**INSTRUCTIONS FOR THE TASK:**
Copy each entry precisely as written, and do not carry over the pictures.

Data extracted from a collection

::::::::::

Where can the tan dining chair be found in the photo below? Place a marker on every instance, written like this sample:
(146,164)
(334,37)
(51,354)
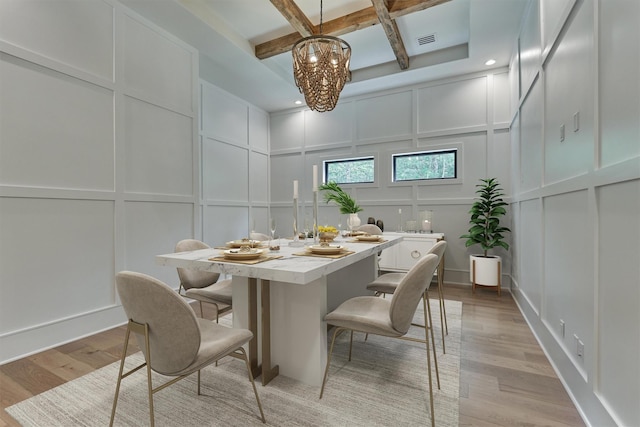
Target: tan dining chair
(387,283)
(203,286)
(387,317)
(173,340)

::::::::::

**SOLVED PROBLEM:**
Where can the tan dining chair be found in the photo below? Place a marker on every instance, written like this sample:
(146,164)
(334,37)
(51,354)
Target: tan dining chair
(387,283)
(203,286)
(387,317)
(173,340)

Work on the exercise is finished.